Print nothing beyond the line with "positive clicks: (1339, 46) (709, 253)": every line from the beginning of the data up to it, that line included, and no pictures.

+ + + + + + +

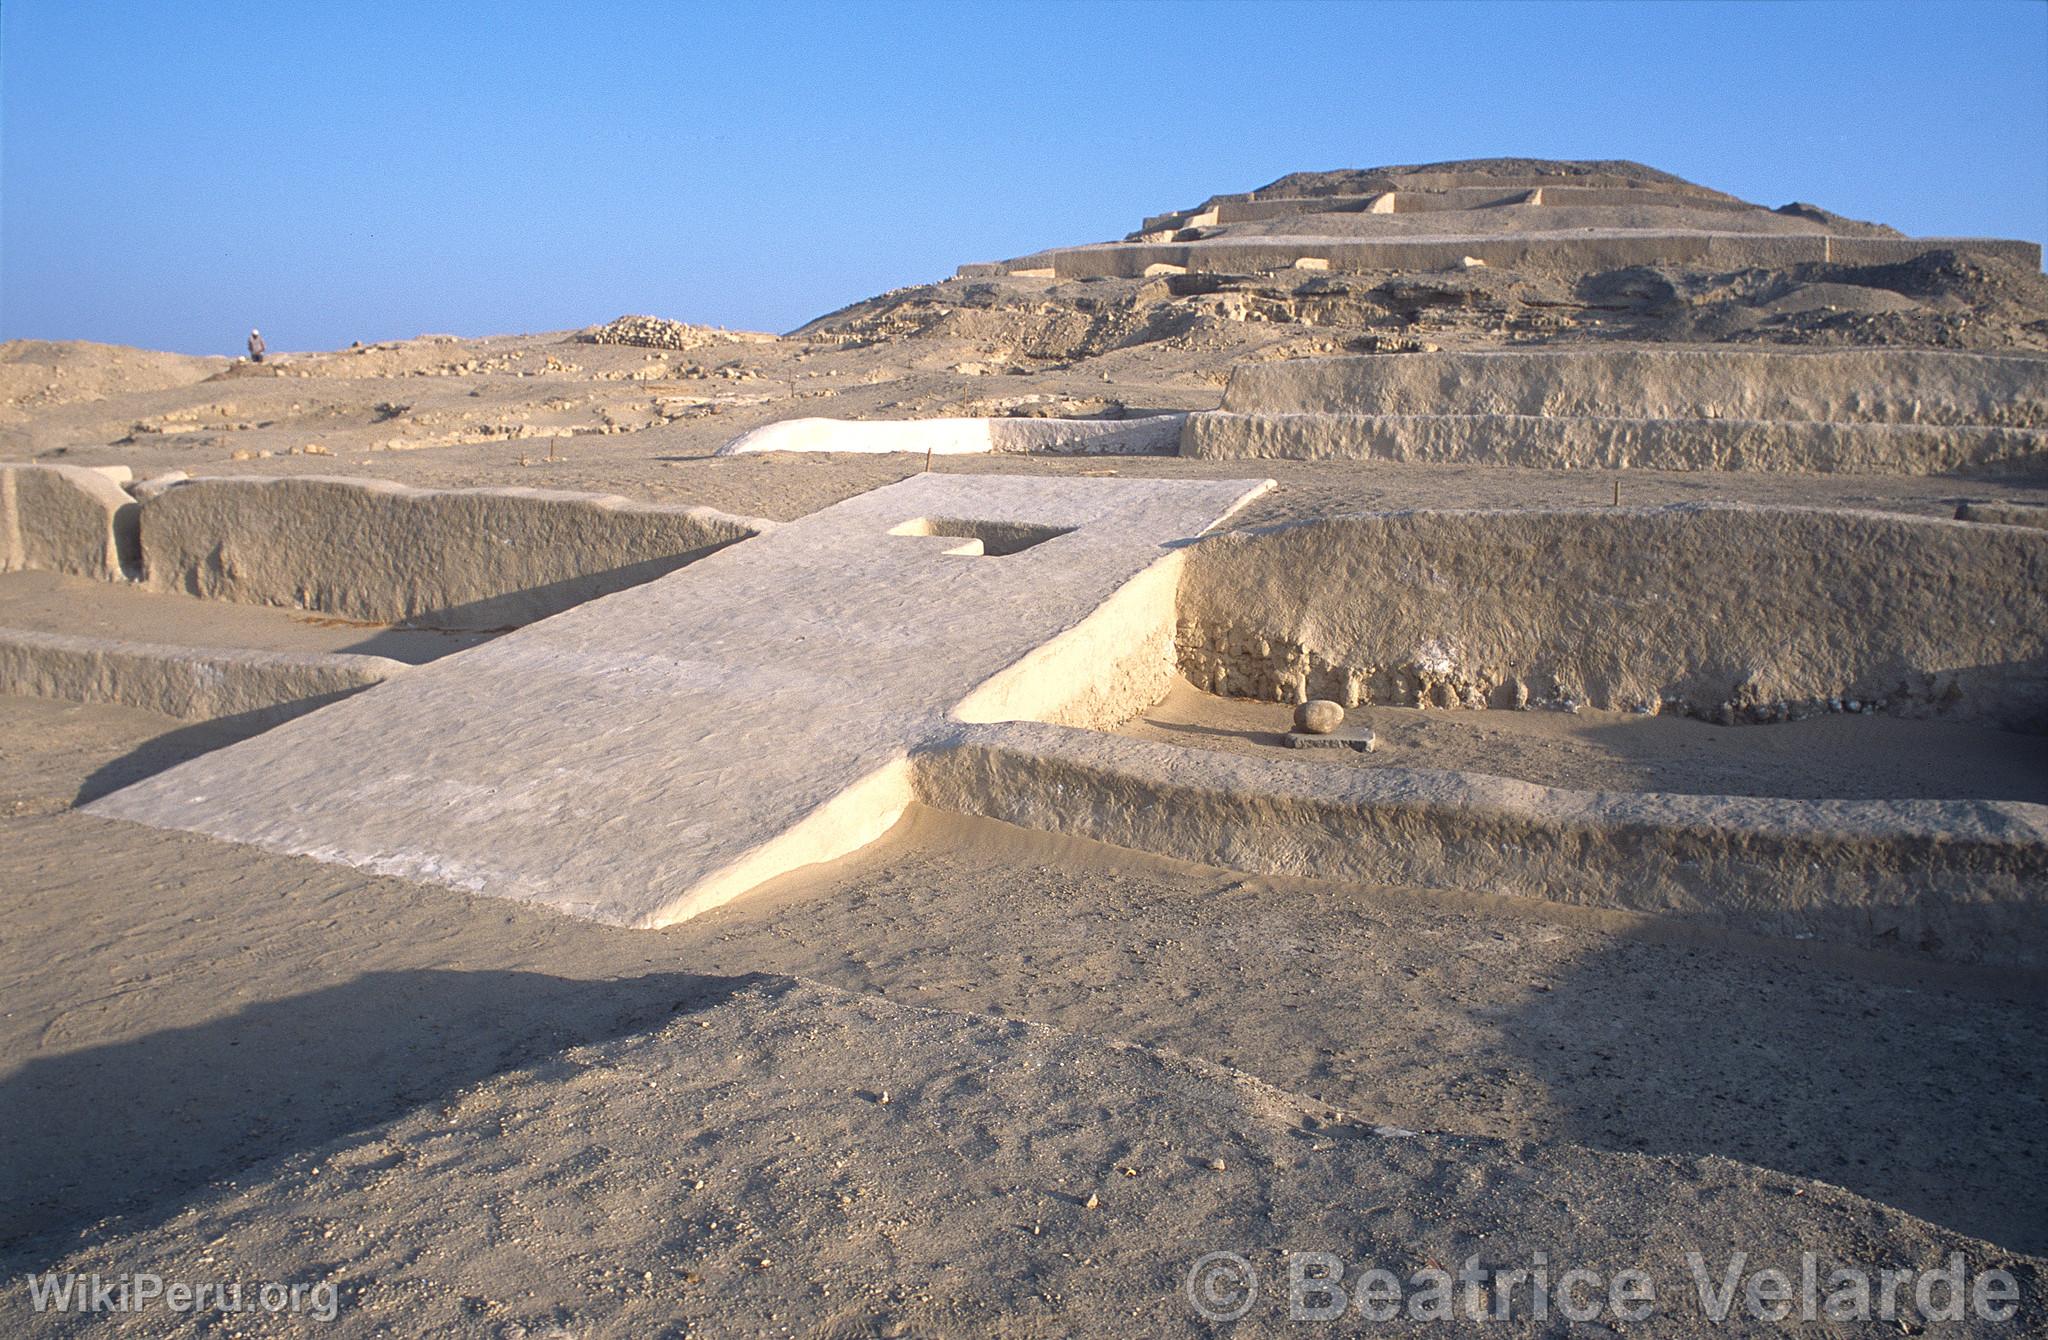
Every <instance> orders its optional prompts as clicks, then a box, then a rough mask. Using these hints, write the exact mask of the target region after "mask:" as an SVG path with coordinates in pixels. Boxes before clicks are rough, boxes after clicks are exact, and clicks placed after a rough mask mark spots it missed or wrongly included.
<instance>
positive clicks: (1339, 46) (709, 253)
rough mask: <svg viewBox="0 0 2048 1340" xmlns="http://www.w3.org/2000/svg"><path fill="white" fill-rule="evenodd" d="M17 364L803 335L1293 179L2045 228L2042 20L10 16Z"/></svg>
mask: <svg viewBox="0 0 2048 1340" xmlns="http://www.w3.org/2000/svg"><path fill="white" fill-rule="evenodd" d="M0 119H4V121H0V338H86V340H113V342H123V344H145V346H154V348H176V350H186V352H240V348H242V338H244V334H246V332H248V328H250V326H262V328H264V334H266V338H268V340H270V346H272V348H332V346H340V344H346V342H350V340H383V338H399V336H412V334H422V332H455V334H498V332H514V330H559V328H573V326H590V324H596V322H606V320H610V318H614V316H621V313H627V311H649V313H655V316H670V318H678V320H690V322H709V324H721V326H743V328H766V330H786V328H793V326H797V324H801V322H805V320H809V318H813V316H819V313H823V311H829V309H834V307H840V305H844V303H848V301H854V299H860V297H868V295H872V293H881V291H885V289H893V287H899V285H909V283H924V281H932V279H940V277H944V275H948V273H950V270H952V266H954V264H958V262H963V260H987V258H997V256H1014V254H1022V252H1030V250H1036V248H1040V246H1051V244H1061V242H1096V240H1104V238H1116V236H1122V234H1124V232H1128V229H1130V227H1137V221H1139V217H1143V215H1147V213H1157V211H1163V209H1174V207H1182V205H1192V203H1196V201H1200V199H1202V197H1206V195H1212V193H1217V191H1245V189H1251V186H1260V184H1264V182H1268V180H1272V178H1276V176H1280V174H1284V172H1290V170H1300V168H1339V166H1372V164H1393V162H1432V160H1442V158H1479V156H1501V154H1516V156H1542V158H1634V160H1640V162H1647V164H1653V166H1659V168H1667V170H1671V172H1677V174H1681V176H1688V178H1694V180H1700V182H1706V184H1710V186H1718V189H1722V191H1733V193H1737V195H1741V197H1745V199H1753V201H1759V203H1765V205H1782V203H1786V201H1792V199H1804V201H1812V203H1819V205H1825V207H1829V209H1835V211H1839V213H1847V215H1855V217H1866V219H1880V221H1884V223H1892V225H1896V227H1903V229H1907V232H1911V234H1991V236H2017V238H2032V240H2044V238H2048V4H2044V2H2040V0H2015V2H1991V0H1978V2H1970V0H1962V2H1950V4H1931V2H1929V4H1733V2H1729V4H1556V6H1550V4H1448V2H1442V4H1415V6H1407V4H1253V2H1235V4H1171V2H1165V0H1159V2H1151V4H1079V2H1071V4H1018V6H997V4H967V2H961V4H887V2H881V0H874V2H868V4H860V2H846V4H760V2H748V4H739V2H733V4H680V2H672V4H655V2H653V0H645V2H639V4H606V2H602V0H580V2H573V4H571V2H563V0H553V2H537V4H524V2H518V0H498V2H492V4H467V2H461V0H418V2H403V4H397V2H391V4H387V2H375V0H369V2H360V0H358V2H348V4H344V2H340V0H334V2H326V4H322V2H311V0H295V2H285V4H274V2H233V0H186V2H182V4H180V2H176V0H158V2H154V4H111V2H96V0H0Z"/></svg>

+ + + + + + +

YOUR RESPONSE ->
Every <instance> orders its optional prompts as clicks, then a box, then a rough mask. Using these hints, write the exact mask of the target region after "mask:" as an SVG path with coordinates in pixels. Boxes before clicks are rough, boxes after clicks are exact, and clicks placed after a rough mask mark spots it missed or wrongly included.
<instance>
positive clicks: (1339, 46) (709, 253)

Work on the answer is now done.